::: Excerpt provided

Friday, 26 May 2017

B7MP Update

I noticed three pages missing from Maximum Power and they are reposted below.













WARSHIP

Writer: Peter Anghelides

Director: Graeme Harper

Guest Stars: Terry Walsh, Pat Gorman, Mr. Blobby (Andromedans), Roy Skelton (Alien Voices), Harry ‘Aitch’ Fielder (General Howells), Walt Disney (Barni Stafford)

Opening Shot: The Liberator facing the alien fleet in stock footage from the previous episode.

You Just Described the Story:
Blake: After what we saw on Star One, I wasn’t expecting that.

Random Insult:
Cally: No one would want to read your mind, Vila.

In A Nutshell: Star (One) Wars. With Alien Suicide Ticks!

Story: The Liberator is joined by a fleet of civilian ships to face off the Andromedan invaders at Star One, but the Federation refuses to join the battle. Servalan has discovered that the dwarf planet Megiddo is an ancient doomsday weapon that will soon blow up the alien fleet and the expendable civilian ships as well. When the aliens blow up Star One and enter the galaxy en masse, Jenna performs a nifty slingshot orbit to lure the Andromedan fleet straight towards Servalan’s forces just as Megiddo detonates. Both space fleets are blown to smithereens but although the Liberator rides out the shockwaves, it is crippled by the damage from Alien Suicide Ticks and the crew are forced to abandon ship – perhaps forever.

::::::
::: Stored rows

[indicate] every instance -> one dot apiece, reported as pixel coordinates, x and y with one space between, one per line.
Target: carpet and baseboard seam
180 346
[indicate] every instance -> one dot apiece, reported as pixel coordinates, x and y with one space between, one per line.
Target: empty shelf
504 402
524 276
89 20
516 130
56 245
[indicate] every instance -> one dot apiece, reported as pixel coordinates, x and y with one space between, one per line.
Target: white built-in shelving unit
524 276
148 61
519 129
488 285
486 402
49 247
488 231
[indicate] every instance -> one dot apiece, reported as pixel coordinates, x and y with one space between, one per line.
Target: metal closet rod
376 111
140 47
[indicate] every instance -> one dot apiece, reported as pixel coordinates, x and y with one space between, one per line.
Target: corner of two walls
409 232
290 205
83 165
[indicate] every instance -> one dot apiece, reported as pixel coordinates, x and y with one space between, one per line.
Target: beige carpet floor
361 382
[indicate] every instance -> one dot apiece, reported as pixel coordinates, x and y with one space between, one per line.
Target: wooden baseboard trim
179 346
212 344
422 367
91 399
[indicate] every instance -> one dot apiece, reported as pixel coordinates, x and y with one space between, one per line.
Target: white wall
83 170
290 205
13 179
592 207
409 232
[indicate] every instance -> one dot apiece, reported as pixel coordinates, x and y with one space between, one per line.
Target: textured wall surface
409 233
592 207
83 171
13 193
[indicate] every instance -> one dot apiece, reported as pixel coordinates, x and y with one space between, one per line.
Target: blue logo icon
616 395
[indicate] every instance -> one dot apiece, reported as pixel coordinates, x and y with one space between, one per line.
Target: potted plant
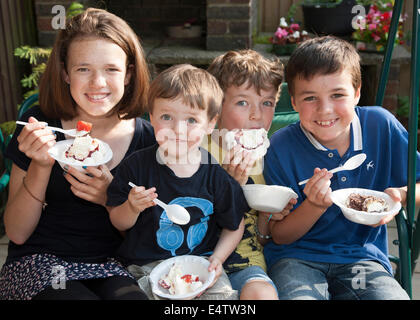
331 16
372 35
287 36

::::::

Reproduce the Warship episode guide from "Guest Stars: Terry" to "Disney (Barni Stafford)", keeping every word as it appears.

# [Answer below]
Guest Stars: Terry Walsh, Pat Gorman, Mr. Blobby (Andromedans), Roy Skelton (Alien Voices), Harry ‘Aitch’ Fielder (General Howells), Walt Disney (Barni Stafford)